== CONSIGNE A ==
Dites si chacune des affirmations suivantes concorde avec l'entretien, par oui ou par non, en citant mot pour mot les termes décisifs. (i) L.S a appris sa maladie quelques semaines après la première projection d'Elia. (ii) La maladie de L.S a été contractée récemment. (iii) Selon L.S, le gros plan disparaît de l'image et du son dans ses films.
== CONSIGNE B ==
Extrayez de l'entretien, sans rien modifier, le passage qui s'ouvre sur les mots contenant « L.S : Parce que » et se clôt sur « moins de compromis. ».

== EXTRAIT D'ENTRETIEN ==
--------

S.R : Pourquoi placer les émotions au premier plan d’une de tes œuvres maintenant, pourquoi dans cette œuvre ?

L.S : Parce que je me détache et j’affirme petit à petit que les émotions sont un principe de connaissance, une manière de se relier. Quelques semaines après la première projection d’Elia, j’ai appris que j’étais malade. Comme les personnages que je mets en scène, j’allais à mon tour vivre la transformation. Cette maladie est génétique, ça veut dire qu’elle a toujours été en germe dans mon corps. Aujourd’hui, je ne peux m’empêcher de penser que cette fascination pour la métamorphose m’a préparée à ce que j’allais vivre mais aussi peut-être qu’elle est née de cela. D’une forme d’inconscient corporel. C’est le premier projet que je réalise après avoir été malade et il y a peut-être des carcans qui ont sauté. C’est aussi un film de rupture et c’est le projet pour lequel j’ai la sensation d’avoir fait le moins de compromis.

S.R : Comment conceptualises-tu tes ressorts narratifs, entre éclatements du récit, permutations du point de vue, confrontations du son et de l’image ? Comment réfléchis-tu à ton écriture plastique du point de vue de tes choix formels ?

L.S : Oui, il y a quelque chose de l’ordre de l’éclatement du récit et du corps, on en a parlé. Le gros plan revient toujours dans l’image et le son parce qu’il me permet d’être au plus proche du personnage, de respirer avec lui, d’être en empathie avec les sujets que je filme. Et puis d’un coup, le plan s’élargit et le corps est une silhouette. Il devient alors le révélateur du paysage ou de l’architecture qui l’entoure. De son environnement. Peut-être que ça a rapport avec l’écologie, peut-être que ça crée du surgissement, de la surprise et donc une forme de stratégie de l’attention aussi. En juxtaposant plans serrés et plans larges, on n’oublie jamais qu’on est dans un film et que le film est une boîte, dans une boîte, dans une boîte. Ce qui tire l’histoire est aussi à l’extérieur de l’histoire.

S.R : Dans tes expositions, tu croises souvent des objets, des médiums, des voix humaines et non-humaines selon une dynamique relationnelle, au cœur des théories et pratiques écoféministes (chez Karen Warren et les éthiques du care) : qu’est-ce qui t’intéresse dans ce rapprochement entre une perspective relationnelle et le dispositif d’exposition ?

--------

Items issus d'un jeu de données
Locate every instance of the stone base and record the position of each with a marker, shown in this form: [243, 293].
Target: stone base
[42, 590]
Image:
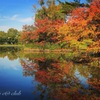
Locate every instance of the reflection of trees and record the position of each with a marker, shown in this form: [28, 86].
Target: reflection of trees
[10, 52]
[57, 78]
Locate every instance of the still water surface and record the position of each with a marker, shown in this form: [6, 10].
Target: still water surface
[47, 77]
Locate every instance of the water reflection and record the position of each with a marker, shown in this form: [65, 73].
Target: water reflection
[61, 79]
[53, 76]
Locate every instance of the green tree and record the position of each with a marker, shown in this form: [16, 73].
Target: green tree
[12, 35]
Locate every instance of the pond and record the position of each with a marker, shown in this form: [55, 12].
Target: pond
[47, 76]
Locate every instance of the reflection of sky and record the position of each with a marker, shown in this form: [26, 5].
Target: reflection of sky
[5, 63]
[12, 79]
[82, 79]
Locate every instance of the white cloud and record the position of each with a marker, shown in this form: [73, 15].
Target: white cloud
[29, 19]
[4, 28]
[14, 17]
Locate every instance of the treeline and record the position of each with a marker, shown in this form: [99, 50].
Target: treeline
[67, 24]
[9, 37]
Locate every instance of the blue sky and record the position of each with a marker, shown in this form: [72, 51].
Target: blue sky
[16, 13]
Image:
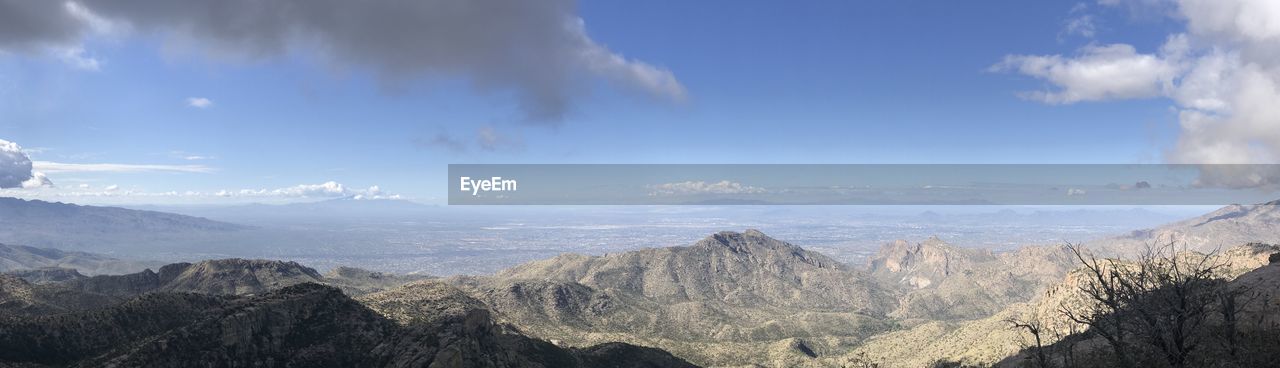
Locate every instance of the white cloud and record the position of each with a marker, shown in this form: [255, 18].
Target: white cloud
[685, 188]
[200, 102]
[328, 189]
[37, 180]
[85, 193]
[1109, 72]
[46, 166]
[1223, 74]
[76, 58]
[16, 166]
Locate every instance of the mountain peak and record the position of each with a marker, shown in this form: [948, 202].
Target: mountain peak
[744, 242]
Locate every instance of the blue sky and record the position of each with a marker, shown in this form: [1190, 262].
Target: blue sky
[764, 82]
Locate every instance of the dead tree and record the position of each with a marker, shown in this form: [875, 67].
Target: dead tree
[1036, 327]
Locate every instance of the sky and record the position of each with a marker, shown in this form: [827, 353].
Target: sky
[248, 101]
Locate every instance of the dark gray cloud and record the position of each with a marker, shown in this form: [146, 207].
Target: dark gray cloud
[536, 50]
[14, 165]
[27, 26]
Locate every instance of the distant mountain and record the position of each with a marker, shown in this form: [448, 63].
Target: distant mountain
[48, 275]
[942, 281]
[50, 289]
[732, 298]
[99, 229]
[305, 325]
[1221, 229]
[19, 257]
[339, 208]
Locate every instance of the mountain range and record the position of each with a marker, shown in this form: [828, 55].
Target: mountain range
[106, 230]
[730, 299]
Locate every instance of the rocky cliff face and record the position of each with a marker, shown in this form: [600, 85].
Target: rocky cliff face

--------

== RÉPONSE ATTENDUE A ==
(i) Oui : « Quelques semaines après la première projection d’Elia, j’ai appris que j’étais malade. »
(ii) Non : « Cette maladie est génétique, ça veut dire qu’elle a toujours été en germe dans mon corps. »
(iii) Non : « Le gros plan revient toujours dans l’image et le son »

== RÉPONSE ATTENDUE B ==
L.S : Parce que je me détache et j’affirme petit à petit que les émotions sont un principe de connaissance, une manière de se relier. Quelques semaines après la première projection d’Elia, j’ai appris que j’étais malade. Comme les personnages que je mets en scène, j’allais à mon tour vivre la transformation. Cette maladie est génétique, ça veut dire qu’elle a toujours été en germe dans mon corps. Aujourd’hui, je ne peux m’empêcher de penser que cette fascination pour la métamorphose m’a préparée à ce que j’allais vivre mais aussi peut-être qu’elle est née de cela. D’une forme d’inconscient corporel. C’est le premier projet que je réalise après avoir été malade et il y a peut-être des carcans qui ont sauté. C’est aussi un film de rupture et c’est le projet pour lequel j’ai la sensation d’avoir fait le moins de compromis.